▶ _과제 내용_: 아래 항목을 모두 한 글자도 바꾸지 말고 다시 적으세요. 그림은 빼고 옮기세요.

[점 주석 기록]
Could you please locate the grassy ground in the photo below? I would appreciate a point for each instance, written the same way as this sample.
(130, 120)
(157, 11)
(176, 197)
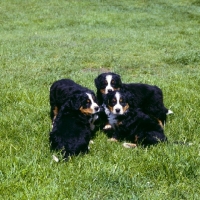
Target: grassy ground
(154, 42)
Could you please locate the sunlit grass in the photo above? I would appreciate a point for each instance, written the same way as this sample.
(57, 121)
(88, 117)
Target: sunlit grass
(143, 41)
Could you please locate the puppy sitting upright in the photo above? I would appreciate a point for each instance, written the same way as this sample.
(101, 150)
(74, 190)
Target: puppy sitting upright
(147, 97)
(131, 123)
(72, 107)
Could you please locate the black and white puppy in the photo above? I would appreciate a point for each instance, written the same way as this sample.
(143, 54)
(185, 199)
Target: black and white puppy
(66, 90)
(72, 108)
(148, 98)
(132, 124)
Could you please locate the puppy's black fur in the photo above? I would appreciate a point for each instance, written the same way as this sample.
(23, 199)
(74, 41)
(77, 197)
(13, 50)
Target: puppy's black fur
(148, 98)
(66, 90)
(132, 124)
(72, 108)
(71, 132)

▶ _과제 답변_:
Could you please locate the grassy ground in the photo below? I would appreciate a point for each instance, written the same way as this sample.
(130, 120)
(157, 11)
(176, 197)
Target: grassy ground
(154, 42)
Could you please locate the sunlit grass in the photo above? I would appreciate a point for each instance, written the same way as this sample.
(57, 121)
(88, 117)
Target: sunlit grass
(143, 41)
Could you please locate the puppy sitting upright in the photo above? I would appreciate a point for each instance, written the same way as this sample.
(101, 150)
(74, 190)
Target: puppy sitting upright
(147, 97)
(131, 123)
(72, 107)
Could you please locate the black and white puppy in the photo above? I would appreciate a point for each instance, written the same way as this sample.
(143, 54)
(185, 199)
Target: black and white puppy
(66, 90)
(72, 108)
(148, 98)
(132, 124)
Could you please locate the puppy's black fur in the photo above? I would appreciate a point for each instance, written the same way as this sample.
(23, 199)
(74, 41)
(77, 197)
(13, 50)
Target: puppy's black fur
(148, 98)
(66, 90)
(132, 124)
(72, 108)
(71, 132)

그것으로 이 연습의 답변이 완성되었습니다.